→ What needs to be done: Would you extract the whole listing below and retype it exactly?

→ Material for this exercise:
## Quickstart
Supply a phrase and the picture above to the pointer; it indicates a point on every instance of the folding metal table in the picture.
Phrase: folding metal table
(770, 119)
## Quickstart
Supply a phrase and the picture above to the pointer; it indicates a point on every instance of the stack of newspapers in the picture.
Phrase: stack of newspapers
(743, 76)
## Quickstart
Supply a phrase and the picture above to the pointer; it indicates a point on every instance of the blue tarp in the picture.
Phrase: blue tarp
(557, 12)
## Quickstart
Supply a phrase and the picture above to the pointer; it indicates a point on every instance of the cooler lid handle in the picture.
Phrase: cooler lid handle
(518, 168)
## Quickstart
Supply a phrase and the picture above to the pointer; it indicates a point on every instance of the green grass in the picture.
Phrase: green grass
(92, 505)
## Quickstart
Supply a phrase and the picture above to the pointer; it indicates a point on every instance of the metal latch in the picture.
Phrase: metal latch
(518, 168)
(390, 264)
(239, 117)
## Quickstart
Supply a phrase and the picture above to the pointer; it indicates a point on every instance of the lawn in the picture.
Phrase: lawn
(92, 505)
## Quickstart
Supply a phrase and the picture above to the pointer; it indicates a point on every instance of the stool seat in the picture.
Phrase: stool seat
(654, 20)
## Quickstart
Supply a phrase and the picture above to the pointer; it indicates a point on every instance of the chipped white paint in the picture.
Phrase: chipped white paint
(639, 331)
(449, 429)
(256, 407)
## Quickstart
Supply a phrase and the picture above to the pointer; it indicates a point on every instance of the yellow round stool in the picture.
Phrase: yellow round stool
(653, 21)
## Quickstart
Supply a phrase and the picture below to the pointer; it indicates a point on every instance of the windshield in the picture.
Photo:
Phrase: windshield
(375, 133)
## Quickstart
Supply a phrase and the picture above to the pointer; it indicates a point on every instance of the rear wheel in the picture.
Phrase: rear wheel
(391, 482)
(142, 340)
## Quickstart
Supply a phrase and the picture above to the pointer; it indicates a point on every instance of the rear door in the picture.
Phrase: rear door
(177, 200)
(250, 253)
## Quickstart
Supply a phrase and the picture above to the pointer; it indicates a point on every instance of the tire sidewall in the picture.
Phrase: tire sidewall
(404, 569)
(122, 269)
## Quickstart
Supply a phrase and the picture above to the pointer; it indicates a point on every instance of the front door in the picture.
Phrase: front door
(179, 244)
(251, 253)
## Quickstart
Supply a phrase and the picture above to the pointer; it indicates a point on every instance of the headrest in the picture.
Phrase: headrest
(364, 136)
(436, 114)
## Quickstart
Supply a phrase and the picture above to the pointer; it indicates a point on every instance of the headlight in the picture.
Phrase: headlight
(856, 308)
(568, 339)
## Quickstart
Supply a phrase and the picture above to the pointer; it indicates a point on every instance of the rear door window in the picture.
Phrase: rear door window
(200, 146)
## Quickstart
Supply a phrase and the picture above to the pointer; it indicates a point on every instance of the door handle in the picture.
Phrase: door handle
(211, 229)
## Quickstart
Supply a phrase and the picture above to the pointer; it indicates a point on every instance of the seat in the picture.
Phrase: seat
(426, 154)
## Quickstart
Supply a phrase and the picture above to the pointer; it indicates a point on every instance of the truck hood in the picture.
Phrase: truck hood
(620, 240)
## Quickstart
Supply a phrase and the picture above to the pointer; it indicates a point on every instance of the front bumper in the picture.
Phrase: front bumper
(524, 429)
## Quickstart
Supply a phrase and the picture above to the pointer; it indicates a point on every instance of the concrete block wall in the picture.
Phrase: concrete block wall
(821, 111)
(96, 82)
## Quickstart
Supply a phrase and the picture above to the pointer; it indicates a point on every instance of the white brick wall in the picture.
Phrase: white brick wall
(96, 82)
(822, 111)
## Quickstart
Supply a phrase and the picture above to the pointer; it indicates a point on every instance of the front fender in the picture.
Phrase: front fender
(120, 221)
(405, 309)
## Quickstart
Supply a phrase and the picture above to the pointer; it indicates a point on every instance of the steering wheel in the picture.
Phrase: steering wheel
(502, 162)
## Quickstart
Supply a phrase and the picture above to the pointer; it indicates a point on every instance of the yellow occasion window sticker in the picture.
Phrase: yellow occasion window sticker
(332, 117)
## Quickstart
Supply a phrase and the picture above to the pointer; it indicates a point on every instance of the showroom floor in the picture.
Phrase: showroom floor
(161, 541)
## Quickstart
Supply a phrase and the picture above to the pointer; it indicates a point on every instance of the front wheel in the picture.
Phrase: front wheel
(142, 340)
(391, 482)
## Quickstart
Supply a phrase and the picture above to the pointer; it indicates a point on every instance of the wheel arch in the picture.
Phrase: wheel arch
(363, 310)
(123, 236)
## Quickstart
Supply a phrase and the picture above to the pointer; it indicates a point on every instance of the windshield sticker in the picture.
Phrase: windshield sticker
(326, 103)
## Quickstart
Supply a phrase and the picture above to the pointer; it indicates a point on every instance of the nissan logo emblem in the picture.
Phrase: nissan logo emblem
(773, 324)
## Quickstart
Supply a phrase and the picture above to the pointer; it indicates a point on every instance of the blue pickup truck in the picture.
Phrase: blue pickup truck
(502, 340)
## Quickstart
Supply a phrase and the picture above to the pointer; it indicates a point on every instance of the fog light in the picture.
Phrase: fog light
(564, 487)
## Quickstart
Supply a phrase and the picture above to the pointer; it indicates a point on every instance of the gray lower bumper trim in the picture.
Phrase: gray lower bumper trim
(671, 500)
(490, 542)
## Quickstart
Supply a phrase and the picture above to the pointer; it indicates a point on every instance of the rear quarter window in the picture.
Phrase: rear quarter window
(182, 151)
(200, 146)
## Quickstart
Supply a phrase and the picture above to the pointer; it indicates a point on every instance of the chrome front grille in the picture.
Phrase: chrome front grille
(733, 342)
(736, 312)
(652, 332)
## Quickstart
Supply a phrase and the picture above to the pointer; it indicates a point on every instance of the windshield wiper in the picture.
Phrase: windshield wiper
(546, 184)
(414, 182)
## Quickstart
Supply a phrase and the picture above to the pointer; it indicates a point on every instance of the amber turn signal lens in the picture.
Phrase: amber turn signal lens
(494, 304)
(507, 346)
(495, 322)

→ Correct output:
## Quickstart
Supply a phrase and the picture above to the pointer; it indicates a point on every instance of the folding metal table in the picture.
Phrase: folding metal table
(770, 119)
## Quickstart
Supply a phrase and the picture above to the pointer; it indicates a point on every instance of the stack of newspapers in the picture.
Phrase: stack of newspapers
(743, 76)
## Quickstart
Supply a phrase and the picture above to the pointer; it indicates a point on every instance of the blue tarp in the picture.
Phrase: blue tarp
(557, 12)
## Quickstart
Supply a phrase and the picture above to the pointer; it indicates a point on every instance of the cooler lid handle in the picture.
Phrase: cooler lid handle
(518, 168)
## Quickstart
Supply a phrase and the picture above to the pointer; it indicates a point on every instance of the green grass in the picture.
Phrase: green grass
(92, 505)
## Quickstart
Supply a phrase and the picture above to the pointer; it indicates a point on every instance of the metal latch in the picture.
Phrase: metal latch
(518, 168)
(390, 264)
(239, 117)
## Quickstart
Supply a phrase and the picture above to the pointer; it indicates a point on every instance of the lawn in the picture.
Phrase: lawn
(92, 505)
## Quickstart
Supply a phrase and the picture above to the pointer; it indicates a point on every instance of the stool seat in the picture.
Phrase: stool seat
(654, 20)
## Quickstart
Supply a phrase and the picture above to the pointer; it indicates a point on every instance of the chipped white paint in the picture.
Phrase: chipped white paint
(639, 331)
(449, 429)
(256, 407)
## Quickstart
Supply a phrase and the picture above to the pointer; it indicates a point on every instance of the yellow round stool in the picture.
Phrase: yellow round stool
(653, 21)
## Quickstart
Supply a phrase and the picture below to the pointer; it indicates a point on every instance of the windshield in the picture.
Photo:
Phrase: windshield
(375, 133)
## Quickstart
Supply a phrase and the picture above to the pointer; it indicates a point on every instance of the rear wheel in the picture.
Phrase: rear wheel
(391, 482)
(142, 340)
## Quickstart
Supply a phrase and the picture above to the pointer; it indicates a point on every instance of the rear door in the picture.
Phrase: rear door
(177, 200)
(250, 253)
## Quickstart
Supply a phrase and the picture above to the pointer; it indicates a point on every instance of the tire sidewall in the picture.
Phrase: tire sidewall
(404, 569)
(122, 269)
## Quickstart
Supply a phrase and the picture above to the pointer; it indicates a point on every instance of the front door in the picture.
Phrase: front door
(179, 244)
(251, 253)
## Quickstart
Supply a phrase and the picture above to the pointer; it indicates a point on every instance of the headrest in the picture.
Phrase: headrest
(364, 136)
(436, 114)
## Quickstart
Supply a phrase and the picture above to the pointer; it indicates a point on every instance of the headlight in the picture.
Phrase: headlight
(856, 308)
(568, 339)
## Quickstart
Supply a phrase and the picture above to the pointer; it indicates a point on every instance of the rear door window in the picture.
Phrase: rear door window
(200, 146)
## Quickstart
Supply a phrase and the picture above to the pointer; it indicates a point on every instance of the door handle in the picture.
Phrase: door handle
(211, 229)
## Quickstart
Supply a phrase and the picture above to the pointer; it indicates a point on every instance of the seat in the picture.
Phrase: seat
(426, 154)
## Quickstart
Supply a phrase and the picture above to the pointer; it indicates a point on every instance of the truck hood in the picture.
Phrase: truck hood
(620, 240)
## Quickstart
Supply a phrase and the picture above to the pointer; it indicates a point on every instance of the front bumper in the picture.
Phrase: front bumper
(524, 429)
## Quickstart
Supply a phrase and the picture above to the pointer; it indicates a point on every instance of the concrete block wall in the picture.
Phrase: concrete block wall
(821, 111)
(96, 82)
## Quickstart
Supply a phrase and the picture above to the pointer; it indicates a point on every instance of the white brick wall in the picture.
Phrase: white brick wall
(96, 82)
(822, 111)
## Quickstart
Supply a phrase and the picture above to the pointer; it indicates a point on every instance of the front fender in the picture.
Phrase: front fender
(120, 221)
(405, 309)
## Quickstart
Supply a phrase and the picture above to the pointer; it indicates a point on every instance of the steering wheel in the picture.
Phrase: steering wheel
(502, 162)
## Quickstart
Supply a phrase and the picture above to the pointer; it indicates a point on every instance of the yellow occasion window sticker in the picture.
Phrase: yellow occasion window sticker
(332, 117)
## Quickstart
Supply a phrase and the picture above to the pointer; it indicates a point on every instance of the showroom floor in the picture.
Phrase: showroom floor
(161, 541)
## Quickstart
Supply a phrase and the picture above to the pointer; it indicates a point on every instance of the front wheel in the picture.
Phrase: front wheel
(142, 340)
(391, 482)
## Quickstart
Supply a phrase and the picture above to the pointer; it indicates a point on every instance of the wheel arch in the picture.
Phrase: wheel arch
(363, 310)
(123, 236)
## Quickstart
Supply a phrase and the picture above to the pointer; it indicates a point on every instance of the windshield sticker in the picture.
Phrase: windshield sticker
(326, 103)
## Quickstart
Supply a phrase and the picture above to the pointer; it indicates a point on every instance of the nissan logo emblem in the picture.
Phrase: nissan logo emblem
(773, 324)
## Quickstart
Supply a phrase and the picture above to the pointer; it indicates a point on every instance of the blue pickup truck in the picture.
Phrase: blue pickup truck
(502, 340)
## Quickstart
Supply a phrase and the picture above to the pointer; it indicates a point on every instance of the fog light in the picture.
Phrase: fog light
(564, 487)
## Quickstart
Supply a phrase and the picture above to the pointer; it indicates a point on every instance of the gray lower bumper trim in the picture.
Phrase: gray lower bumper trim
(671, 500)
(490, 542)
## Quickstart
Supply a phrase and the picture above to the pointer; it indicates a point on every instance of the rear quarter window in the picture.
Phrase: rear quarter window
(182, 151)
(200, 146)
## Quickstart
Supply a phrase and the picture above to the pointer; it indicates a point on every instance of the chrome front grille in the picture.
Phrase: chrome front grille
(733, 342)
(736, 312)
(652, 332)
## Quickstart
Supply a phrase and the picture above to the pointer; it indicates a point on every instance of the windshield wiper in the picture.
Phrase: windshield wiper
(546, 184)
(414, 182)
## Quickstart
Supply a phrase and the picture above to the pointer; it indicates a point on every instance of the amber turn signal lens in the picture.
Phrase: amber turn signal lens
(494, 304)
(507, 346)
(495, 322)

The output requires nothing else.